**GIVEN PROBLEM 1**
Name every company mentioned in the article on Walmart's AI-powered store.
**GIVEN PROBLEM 2**
Proceed with the article on Walmart's AI-powered store, picking up right after its final sentence.

**SOURCE**
++++++++++

Walmart is testing an AI-powered superstore in New York
Okay, maybe it’s not Skynet that brings the end of the world…
We’ve seen a bunch of “Store of the Future” concepts spring up recently, from Amazon’s cashier-less Go stores and 7-Eleven’s hipster paradise, to McDonald’s self-order kiosks so you don’t actually need to talk to another human to get your nuggies. It was inevitable that Walmart would get in on the act, unveiling its vision of the future of retail, the Intelligent Retail Lab, or IRL for short.
The impressive acronym is built inside a Walmart Neighborhood Market in Levittown, New York. Walmart says that site was chosen as it’s one of the busiest Neighborhood Markets, which has a fairly impressive 30,000 different items for sale on its shelves. The IRL lives up to the “Lab” part, allowing Walmart to test out the technology in a real-life setting to see what works and what doesn’t.

++++++++++

**PROVIDED MATERIAL**
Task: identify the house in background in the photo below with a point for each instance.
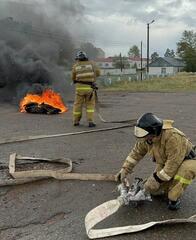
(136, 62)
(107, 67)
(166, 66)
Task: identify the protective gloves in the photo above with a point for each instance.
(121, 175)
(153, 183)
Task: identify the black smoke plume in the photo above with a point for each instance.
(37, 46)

++++++++++

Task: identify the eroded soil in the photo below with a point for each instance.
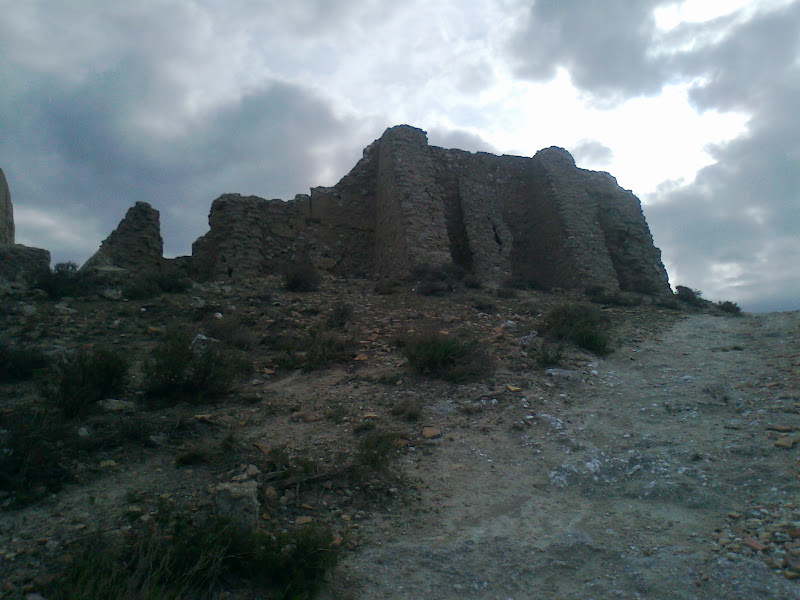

++++++++++

**EXERCISE RESULT 1**
Walmart, Amazon, 7-Eleven, McDonald's

**EXERCISE RESULT 2**
Walmart’s take on using AI in-store starts with a huge number of cameras mounted in the ceiling. With 50,000 square feet of retail space in the IRL, that’s a lot of cameras. They’re not there to catch shoplifters or automatically charge you for the things you put into your cart, instead Walmart uses them to monitor stock levels, like if more fresh meat needs restocking, or if fresh goods have been sitting out for too long and need to be pulled.
Walmart says this system is pretty complex, with the automated system needing to be able to detect if products are on the shelves, figure out exactly what they are (like 1lb of steak vs 2lb of steak) and compare those stock levels to estimated sales demand. Nothing a 17-year old couldn’t do, so maybe that’s the intelligence level that Walmart’s AI is up to.
Is this the paving to eventual AI bosses? I mean, checking stock levels and sending
minions er I mean store associates out to restock sounds like the existing human supervisors to me.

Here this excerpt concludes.